TASK ITEM A:
Answer these about the CT scan kernel text, one line each:
(i) Whose work is the kernel based on?
(ii) What value is CPU set to?
(iii) Which tutorial were the next five cells taken from, and who wrote it?
TASK ITEM B:
Carry on the CT scan kernel text from the point where it stops.

EXCERPTED TEXT:
▽

This kernel based on work of [Tan, M. et al][1] approach which imply clusters generation via the minima of divergence of normalized gradient taken over CT scan and merged them with clasters generated by dot and line 3D [selective enhancement filters][2] 


  [1]: http://dx.doi.org/10.1118/1.3633941
  [2]: http://dx.doi.org/10.1118/1.1581411

In [63]:
from numpy import *
import numpy as np
import os
from scipy.ndimage import morphology 
from tqdm import tqdm
from os.path import join, basename, isfile
from scipy.ndimage import label
import scipy.ndimage.filters as filters
import scipy
from glob import glob
from multiprocessing import Pool, cpu_count
from skimage import measure


from scipy.ndimage.filters import gaussian_filter, laplace
import dicom
from scipy.linalg import norm
import pandas as pd

CPU = 24

Next five cells was taken from [Full Preprocessing Tutorial][1] by [Guido Zuidhof][2]


  [1]: https://www.kaggle.com/gzuidhof/data-science-bowl-2017/full-preprocessing-tutorial
  [2]: https://www.kaggle.com/gzuidhof

In [12]:
def resample(image, scan, new_spacing=[1,1,1]):
    # Determine current pixel spacing
    spacing = np.array([scan[0].SliceThickness] + scan[0].PixelSpacing, dtype=np.float32)

△

RECORDS PROVIDED:

▽

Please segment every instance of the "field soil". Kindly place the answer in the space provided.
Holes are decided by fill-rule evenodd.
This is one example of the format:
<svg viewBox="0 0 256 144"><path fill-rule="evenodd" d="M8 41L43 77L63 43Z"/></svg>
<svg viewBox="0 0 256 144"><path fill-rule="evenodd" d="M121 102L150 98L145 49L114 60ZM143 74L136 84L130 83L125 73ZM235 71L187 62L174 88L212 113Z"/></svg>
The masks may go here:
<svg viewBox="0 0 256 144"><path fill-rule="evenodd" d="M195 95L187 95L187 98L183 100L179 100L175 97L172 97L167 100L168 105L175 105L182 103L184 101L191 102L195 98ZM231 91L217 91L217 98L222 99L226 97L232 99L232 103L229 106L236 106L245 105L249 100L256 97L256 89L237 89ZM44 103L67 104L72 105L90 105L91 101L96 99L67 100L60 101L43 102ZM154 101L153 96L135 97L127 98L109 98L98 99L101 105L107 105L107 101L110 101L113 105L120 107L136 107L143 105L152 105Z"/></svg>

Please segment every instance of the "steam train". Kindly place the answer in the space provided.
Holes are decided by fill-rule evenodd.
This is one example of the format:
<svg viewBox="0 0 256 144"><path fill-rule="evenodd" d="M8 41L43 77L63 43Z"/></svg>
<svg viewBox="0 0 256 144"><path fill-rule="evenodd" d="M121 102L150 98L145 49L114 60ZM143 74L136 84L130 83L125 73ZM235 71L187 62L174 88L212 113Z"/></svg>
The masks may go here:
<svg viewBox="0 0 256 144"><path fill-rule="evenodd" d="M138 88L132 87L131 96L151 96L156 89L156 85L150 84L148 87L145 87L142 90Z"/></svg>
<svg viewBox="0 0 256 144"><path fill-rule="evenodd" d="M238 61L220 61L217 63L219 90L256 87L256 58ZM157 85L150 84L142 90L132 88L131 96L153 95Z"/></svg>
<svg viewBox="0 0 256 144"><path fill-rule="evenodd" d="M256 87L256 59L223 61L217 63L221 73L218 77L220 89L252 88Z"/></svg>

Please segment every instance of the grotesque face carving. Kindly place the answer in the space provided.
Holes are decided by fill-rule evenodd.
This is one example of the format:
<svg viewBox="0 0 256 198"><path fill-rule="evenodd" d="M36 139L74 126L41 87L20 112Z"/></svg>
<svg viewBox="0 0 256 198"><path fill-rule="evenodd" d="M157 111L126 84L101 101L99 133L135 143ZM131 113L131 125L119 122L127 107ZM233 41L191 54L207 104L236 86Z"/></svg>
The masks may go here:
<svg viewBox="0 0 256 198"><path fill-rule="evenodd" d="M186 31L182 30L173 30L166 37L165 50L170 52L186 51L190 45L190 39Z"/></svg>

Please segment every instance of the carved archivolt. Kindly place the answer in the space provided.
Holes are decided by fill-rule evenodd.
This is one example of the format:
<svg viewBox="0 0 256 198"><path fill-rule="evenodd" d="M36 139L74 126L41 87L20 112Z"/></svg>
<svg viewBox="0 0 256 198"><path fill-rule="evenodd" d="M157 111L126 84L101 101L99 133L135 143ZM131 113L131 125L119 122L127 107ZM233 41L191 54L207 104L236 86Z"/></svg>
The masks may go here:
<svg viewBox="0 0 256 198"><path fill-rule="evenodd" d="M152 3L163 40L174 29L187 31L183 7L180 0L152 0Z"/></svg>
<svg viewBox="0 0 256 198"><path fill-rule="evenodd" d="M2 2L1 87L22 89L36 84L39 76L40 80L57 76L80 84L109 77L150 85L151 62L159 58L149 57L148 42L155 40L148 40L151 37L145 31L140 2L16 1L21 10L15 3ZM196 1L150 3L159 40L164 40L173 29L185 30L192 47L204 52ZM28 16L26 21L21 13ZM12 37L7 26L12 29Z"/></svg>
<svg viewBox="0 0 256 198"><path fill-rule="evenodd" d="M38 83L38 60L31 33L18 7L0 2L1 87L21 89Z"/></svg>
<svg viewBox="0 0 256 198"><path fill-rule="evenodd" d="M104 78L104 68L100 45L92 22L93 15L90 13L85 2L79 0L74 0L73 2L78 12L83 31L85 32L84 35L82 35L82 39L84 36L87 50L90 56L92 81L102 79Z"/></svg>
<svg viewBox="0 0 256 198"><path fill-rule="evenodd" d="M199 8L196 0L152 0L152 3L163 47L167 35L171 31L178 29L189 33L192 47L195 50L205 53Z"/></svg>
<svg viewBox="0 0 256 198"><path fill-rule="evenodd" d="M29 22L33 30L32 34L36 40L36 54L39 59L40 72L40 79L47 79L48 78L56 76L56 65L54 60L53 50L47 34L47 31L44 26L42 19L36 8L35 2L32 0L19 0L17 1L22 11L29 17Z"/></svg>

△

ANSWER A:
(i) Tan, M. et al.
(ii) 24
(iii) Full Preprocessing Tutorial, by Guido Zuidhof

ANSWER B:
    resize_factor = spacing / new_spacing
    new_real_shape = image.shape * resize_factor
    new_shape = np.round(new_real_shape)
    real_resize_factor = new_shape / image.shape
    new_spacing = spacing / real_resize_factor
    
    image = scipy.ndimage.interpolation.zoom(image, real_resize_factor, mode='nearest')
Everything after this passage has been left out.